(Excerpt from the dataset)
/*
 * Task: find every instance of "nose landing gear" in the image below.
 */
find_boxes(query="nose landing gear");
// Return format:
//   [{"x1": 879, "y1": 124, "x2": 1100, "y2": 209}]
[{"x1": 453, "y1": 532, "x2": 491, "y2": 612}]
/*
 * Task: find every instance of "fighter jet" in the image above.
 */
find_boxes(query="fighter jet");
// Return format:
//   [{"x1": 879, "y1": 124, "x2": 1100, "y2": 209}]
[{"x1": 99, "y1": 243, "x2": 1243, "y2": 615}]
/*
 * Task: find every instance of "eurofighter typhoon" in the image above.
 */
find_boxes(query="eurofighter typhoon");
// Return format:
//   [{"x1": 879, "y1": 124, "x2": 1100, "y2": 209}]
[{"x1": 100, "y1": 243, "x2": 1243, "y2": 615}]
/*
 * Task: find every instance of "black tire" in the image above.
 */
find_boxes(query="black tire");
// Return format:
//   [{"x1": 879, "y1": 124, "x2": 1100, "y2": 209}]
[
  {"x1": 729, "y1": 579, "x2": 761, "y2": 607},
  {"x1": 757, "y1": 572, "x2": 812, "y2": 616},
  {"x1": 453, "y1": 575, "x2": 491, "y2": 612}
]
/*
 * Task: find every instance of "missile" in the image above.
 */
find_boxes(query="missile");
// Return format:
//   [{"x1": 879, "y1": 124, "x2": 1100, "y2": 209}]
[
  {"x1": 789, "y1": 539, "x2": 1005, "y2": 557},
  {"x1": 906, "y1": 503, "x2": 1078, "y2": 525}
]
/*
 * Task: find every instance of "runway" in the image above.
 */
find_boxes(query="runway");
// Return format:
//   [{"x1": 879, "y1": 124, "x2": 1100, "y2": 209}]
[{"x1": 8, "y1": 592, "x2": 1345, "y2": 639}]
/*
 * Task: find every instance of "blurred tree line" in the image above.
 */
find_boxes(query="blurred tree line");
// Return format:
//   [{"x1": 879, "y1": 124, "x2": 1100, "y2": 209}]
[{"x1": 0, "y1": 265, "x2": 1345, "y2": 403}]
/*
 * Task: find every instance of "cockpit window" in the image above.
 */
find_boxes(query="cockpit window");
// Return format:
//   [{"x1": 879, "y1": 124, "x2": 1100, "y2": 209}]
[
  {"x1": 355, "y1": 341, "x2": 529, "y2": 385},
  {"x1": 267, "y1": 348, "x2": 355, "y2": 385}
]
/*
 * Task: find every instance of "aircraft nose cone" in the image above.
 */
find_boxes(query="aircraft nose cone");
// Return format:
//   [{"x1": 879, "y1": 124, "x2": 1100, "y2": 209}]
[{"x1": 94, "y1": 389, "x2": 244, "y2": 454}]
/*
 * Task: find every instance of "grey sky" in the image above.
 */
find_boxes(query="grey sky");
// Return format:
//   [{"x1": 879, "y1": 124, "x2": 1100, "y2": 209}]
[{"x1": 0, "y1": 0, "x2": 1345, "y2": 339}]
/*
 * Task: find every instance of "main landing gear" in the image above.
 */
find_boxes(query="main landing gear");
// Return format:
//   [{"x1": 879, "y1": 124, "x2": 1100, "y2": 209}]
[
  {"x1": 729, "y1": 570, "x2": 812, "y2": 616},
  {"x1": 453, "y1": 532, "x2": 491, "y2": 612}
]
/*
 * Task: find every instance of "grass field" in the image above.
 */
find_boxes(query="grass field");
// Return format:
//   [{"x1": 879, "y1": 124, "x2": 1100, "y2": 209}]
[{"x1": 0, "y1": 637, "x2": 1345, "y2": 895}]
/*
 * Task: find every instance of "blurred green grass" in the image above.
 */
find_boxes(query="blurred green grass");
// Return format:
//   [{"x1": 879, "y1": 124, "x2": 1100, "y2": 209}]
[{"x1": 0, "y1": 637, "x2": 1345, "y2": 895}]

YOUR OBJECTIVE - Extract each line of the items above that contains the string "typhoon". The match is case-sensitive.

SOLUTION FOR THIS PROBLEM -
 * Task: find every instance of "eurofighter typhoon" in the image above.
find_boxes(query="eurofighter typhoon");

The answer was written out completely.